**HOW TO COMPLETE THIS TASK**
When you transcribe the listing, keep each line exact and drop the pictures.

**WORKING DATA**

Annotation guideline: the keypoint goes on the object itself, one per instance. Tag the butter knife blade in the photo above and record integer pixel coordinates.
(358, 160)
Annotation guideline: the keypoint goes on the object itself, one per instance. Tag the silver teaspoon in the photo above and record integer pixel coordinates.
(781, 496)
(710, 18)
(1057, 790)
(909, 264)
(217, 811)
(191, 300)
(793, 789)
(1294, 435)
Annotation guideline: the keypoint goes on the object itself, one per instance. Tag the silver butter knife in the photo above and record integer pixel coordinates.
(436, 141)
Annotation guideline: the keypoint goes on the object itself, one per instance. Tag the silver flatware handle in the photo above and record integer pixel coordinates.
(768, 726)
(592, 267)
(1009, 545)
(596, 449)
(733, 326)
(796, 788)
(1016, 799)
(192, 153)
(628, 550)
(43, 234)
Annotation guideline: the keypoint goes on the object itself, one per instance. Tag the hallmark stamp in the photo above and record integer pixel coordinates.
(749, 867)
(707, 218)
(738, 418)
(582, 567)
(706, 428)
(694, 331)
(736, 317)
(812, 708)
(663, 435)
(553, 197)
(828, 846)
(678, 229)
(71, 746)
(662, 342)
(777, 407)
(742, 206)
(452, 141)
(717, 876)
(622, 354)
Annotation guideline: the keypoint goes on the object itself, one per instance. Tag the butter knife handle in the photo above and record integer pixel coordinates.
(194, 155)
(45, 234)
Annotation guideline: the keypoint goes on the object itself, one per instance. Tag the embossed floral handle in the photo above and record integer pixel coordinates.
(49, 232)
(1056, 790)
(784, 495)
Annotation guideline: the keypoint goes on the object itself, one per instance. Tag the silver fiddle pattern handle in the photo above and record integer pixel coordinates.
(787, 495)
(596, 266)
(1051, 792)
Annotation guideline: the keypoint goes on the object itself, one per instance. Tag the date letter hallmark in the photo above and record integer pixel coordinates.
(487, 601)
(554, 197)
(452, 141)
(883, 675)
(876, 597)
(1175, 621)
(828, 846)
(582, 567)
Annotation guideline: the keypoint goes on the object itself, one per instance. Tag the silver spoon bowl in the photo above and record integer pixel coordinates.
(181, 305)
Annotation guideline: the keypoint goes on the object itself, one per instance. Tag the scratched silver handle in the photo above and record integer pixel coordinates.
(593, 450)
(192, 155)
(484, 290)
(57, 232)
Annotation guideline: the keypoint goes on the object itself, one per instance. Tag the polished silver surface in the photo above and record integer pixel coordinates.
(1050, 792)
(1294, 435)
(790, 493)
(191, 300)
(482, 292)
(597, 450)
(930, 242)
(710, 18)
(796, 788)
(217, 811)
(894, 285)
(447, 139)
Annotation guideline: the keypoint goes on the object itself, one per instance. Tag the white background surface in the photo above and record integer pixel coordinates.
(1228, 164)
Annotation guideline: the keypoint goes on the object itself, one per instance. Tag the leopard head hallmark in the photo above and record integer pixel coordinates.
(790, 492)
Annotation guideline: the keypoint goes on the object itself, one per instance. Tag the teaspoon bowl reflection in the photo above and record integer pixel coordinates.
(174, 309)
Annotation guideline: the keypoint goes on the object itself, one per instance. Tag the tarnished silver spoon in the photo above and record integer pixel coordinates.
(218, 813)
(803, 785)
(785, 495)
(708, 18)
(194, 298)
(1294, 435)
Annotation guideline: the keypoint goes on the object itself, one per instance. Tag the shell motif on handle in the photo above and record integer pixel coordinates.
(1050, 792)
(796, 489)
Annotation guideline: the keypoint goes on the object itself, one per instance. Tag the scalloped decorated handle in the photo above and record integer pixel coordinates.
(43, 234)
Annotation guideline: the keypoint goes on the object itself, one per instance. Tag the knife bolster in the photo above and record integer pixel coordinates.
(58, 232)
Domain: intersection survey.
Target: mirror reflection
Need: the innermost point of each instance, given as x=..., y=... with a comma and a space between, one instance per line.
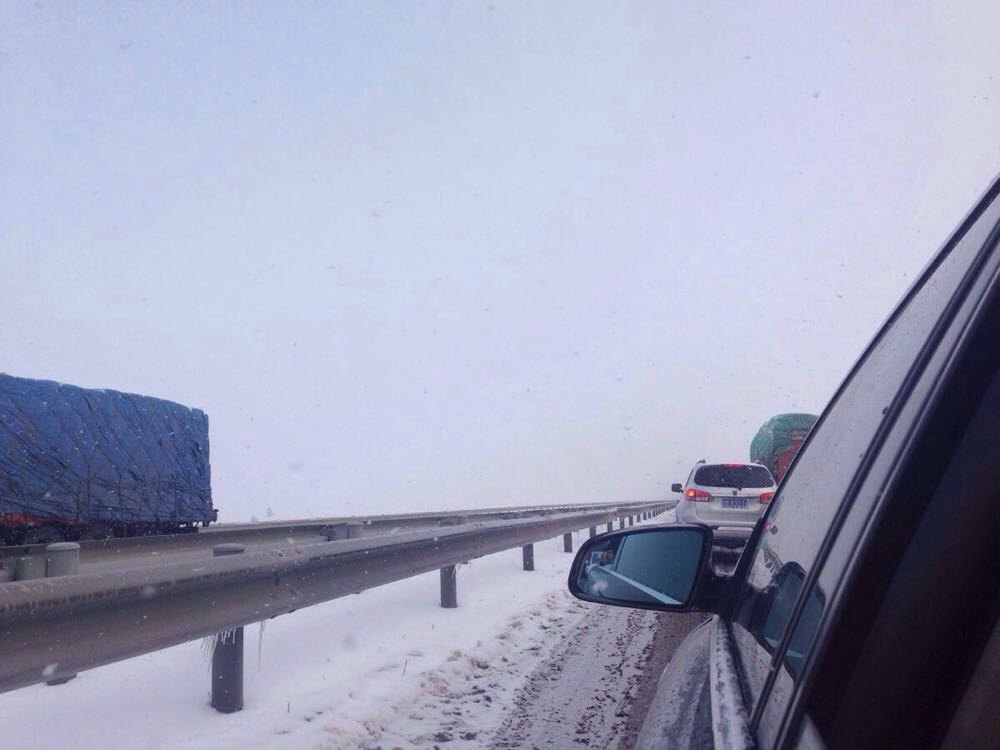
x=656, y=566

**RESPONSE TO THE EXERCISE**
Annotation guideline: the keypoint goes on the object itself, one per instance. Tag the butter knife blade in the photo above and record integer pixel coordinates.
(358, 160)
Annotation guideline: the keypoint goes on the object itself, one per instance. Tag the silver teaspoon in the photo above and record integer pixel coordinates.
(781, 496)
(710, 18)
(1057, 790)
(909, 264)
(217, 811)
(191, 300)
(793, 789)
(1294, 435)
Annotation guideline: the keypoint goes on the object itself, one per instance. Tag the silver butter knife in the photo above and record integer pixel coordinates.
(436, 141)
Annotation guideline: the keypoint goes on the object itself, one per instance. Tag the silver flatware handle in the photo above and record integer pixel coordinates.
(768, 726)
(592, 267)
(1009, 545)
(596, 449)
(733, 326)
(796, 788)
(1016, 799)
(192, 153)
(628, 550)
(43, 234)
Annotation guideline: the keypoint goes on the object itself, one per instance. Tag the hallmark stamp in the photo above and record integer pixel coordinates.
(749, 867)
(707, 218)
(738, 418)
(582, 567)
(706, 428)
(694, 331)
(736, 317)
(812, 708)
(663, 435)
(553, 197)
(828, 846)
(678, 229)
(71, 746)
(662, 342)
(777, 407)
(742, 206)
(452, 141)
(717, 876)
(622, 354)
Annotation guideline: the keypoint goes on the object itself, one per instance. Tag the butter knife handle in the photo above and record integer pixel coordinates.
(194, 155)
(45, 234)
Annotation guideline: the keypoint goes on the object itself, one per instance. Tag the embossed floral handle in the photo above and record integer pixel coordinates.
(49, 232)
(1056, 790)
(784, 495)
Annotation guideline: the keypoint goes on the object itself, one per instance. Tag the silver fiddle pattern handle in the photo above and record integer pixel coordinates.
(787, 495)
(596, 266)
(1051, 792)
Annotation guideline: the keypoint goes on the object itself, one per instance. Tag the date letter hallmark in the photo above and record integer pixel coordinates.
(487, 601)
(554, 197)
(452, 141)
(883, 675)
(876, 597)
(1175, 621)
(828, 846)
(582, 567)
Annotation guideline: the keypoint goes on the object itself, one per instance. Tag the silver spoon bowl in the photo above and record integer pixel coordinates.
(181, 305)
Annotation guideline: the keypoint goes on the object itself, one per instance. Tag the scratched silver handle in the photo above and record integer pixel coordinates.
(593, 450)
(192, 155)
(484, 290)
(57, 232)
Annotation guideline: the keypoint goes on the object itself, one per instance. Tag the polished silver surface in the photo above and record integer pixel coordinates.
(1050, 792)
(1294, 435)
(790, 493)
(191, 300)
(482, 292)
(597, 450)
(930, 242)
(710, 18)
(796, 788)
(217, 811)
(894, 285)
(447, 139)
Annotation guideline: the keypoint goes on the object itself, one per instance. Tag the white background surface in the photo above and record integer pixel coordinates.
(1228, 164)
Annotation guideline: the keypoint goes on the object itself, one per instance. Tag the leopard head hallmark in the photo above and record integer pixel coordinates.
(790, 492)
Annotation guideline: the keypoint goes on the object itself, one per instance. Tag the teaspoon bowl reflection in the photo above and record integer pixel coordinates.
(174, 309)
Annotation guideline: the keypoint goes on the object itself, one per instance. Tag the tarnished silver spoon in the photo above and record integer pixel coordinates.
(218, 813)
(803, 785)
(785, 495)
(708, 18)
(194, 298)
(1294, 435)
Annotation guideline: the keypoint goes on the object itself, one per instance. Tag the shell motif on handle in the photo above and record integer pixel coordinates.
(1050, 792)
(796, 489)
Annotation guideline: the keypoint goes on the object itself, one per instance. Tag the scalloped decorated handle in the photo above and record integer pixel coordinates.
(43, 234)
Annotation guideline: the keypoint goes on the object itself, one per instance. Tag the knife bolster in the photo above and record integer pixel coordinates.
(58, 232)
Domain: intersection survey.
Target: mirror reflection
Need: the innermost point of each instance, given as x=..., y=... with a comma and a space between, one instance per line.
x=656, y=566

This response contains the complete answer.